• **Exercise goal**: Output as a JSON list of strings the lines below, starting with the line containing "Look at this image and find the man's cap." and going on through the line containing "189,512 -> 461,561", with one string per line and blank lines omitted.

• **Exercise data**:
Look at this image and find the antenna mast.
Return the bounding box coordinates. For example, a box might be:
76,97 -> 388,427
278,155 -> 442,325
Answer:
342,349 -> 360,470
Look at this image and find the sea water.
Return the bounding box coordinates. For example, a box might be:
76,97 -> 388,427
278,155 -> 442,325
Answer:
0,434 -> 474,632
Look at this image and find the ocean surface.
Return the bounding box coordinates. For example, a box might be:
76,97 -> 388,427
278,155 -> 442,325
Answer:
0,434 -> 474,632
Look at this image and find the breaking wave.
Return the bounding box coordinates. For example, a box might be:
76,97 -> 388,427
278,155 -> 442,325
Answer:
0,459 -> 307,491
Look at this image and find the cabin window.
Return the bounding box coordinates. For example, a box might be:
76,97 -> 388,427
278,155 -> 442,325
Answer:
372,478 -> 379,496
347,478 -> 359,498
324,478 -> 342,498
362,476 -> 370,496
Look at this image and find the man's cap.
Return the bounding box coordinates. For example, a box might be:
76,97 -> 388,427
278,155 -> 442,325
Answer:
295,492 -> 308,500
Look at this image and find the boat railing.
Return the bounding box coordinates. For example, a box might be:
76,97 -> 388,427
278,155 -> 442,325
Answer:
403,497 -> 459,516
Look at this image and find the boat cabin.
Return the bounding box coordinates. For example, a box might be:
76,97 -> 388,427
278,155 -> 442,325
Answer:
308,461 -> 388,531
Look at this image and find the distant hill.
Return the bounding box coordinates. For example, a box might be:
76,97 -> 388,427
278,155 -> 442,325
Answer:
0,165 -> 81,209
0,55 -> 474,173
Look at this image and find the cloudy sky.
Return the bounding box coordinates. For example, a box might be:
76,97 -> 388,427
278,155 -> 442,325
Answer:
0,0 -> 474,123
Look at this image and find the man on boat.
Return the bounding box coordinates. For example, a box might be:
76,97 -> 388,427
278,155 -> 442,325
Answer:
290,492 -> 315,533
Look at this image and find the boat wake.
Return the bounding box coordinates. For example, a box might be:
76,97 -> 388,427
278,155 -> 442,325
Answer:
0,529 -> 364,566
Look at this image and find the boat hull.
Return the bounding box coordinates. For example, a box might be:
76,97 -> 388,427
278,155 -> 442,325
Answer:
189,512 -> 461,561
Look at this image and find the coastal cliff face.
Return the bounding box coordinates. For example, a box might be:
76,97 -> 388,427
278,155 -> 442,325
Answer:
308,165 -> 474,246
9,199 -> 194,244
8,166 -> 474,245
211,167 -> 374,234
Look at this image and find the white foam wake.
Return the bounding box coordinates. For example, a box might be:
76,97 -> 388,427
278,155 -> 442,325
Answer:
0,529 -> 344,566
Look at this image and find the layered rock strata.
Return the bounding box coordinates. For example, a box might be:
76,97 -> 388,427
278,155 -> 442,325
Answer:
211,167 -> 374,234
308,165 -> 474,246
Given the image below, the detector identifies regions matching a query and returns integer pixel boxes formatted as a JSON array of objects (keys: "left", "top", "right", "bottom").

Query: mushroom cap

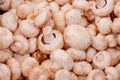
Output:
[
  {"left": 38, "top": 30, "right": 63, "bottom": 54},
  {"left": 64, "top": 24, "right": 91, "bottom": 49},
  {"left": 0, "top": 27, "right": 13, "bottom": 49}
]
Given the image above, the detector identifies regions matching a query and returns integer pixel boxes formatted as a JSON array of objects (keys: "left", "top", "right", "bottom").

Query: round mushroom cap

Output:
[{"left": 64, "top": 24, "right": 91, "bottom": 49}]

• **Solved exercise**:
[
  "Look at this image and find the man's cap.",
  "Return the bounding box coordinates. For example, a box might be:",
  "76,97 -> 388,427",
  "278,155 -> 442,325",
  "Answer:",
  "295,492 -> 308,500",
  "Look at this image and find the boat railing.",
  "Return the bounding box coordinates. For example, a box might be:",
  "76,97 -> 388,427",
  "278,155 -> 442,325",
  "Answer:",
  "403,497 -> 459,516",
  "Look at this image and find the boat cabin.",
  "Return the bounding box coordinates. For example, a box might be:",
  "76,97 -> 388,427",
  "278,155 -> 442,325",
  "Answer:",
  "308,461 -> 388,531",
  "Look at this image and find the distant hill.",
  "Return the bounding box coordinates. For example, a box might be:",
  "76,97 -> 388,427",
  "278,155 -> 442,325",
  "Answer:",
  "0,165 -> 81,209",
  "0,55 -> 474,173",
  "Look at this image and find the cloudy sky.",
  "Return the bounding box coordinates. For example, a box might be:",
  "76,97 -> 388,427",
  "278,155 -> 442,325",
  "Answer:",
  "0,0 -> 474,123",
  "Look at this image and find the man on boat.",
  "Return the bounding box coordinates. For example, a box might be:",
  "76,97 -> 388,427",
  "278,155 -> 442,325",
  "Answer:",
  "290,492 -> 315,533",
  "Look at this image and find the boat wake.",
  "Return the bounding box coordinates. For example, a box might be:",
  "76,97 -> 388,427",
  "278,155 -> 442,325",
  "Answer:",
  "0,529 -> 364,566",
  "Look at this image and find the boat hull.",
  "Return the bounding box coordinates. For example, a box might be:",
  "76,97 -> 388,427",
  "278,155 -> 442,325",
  "Answer:",
  "189,512 -> 461,561"
]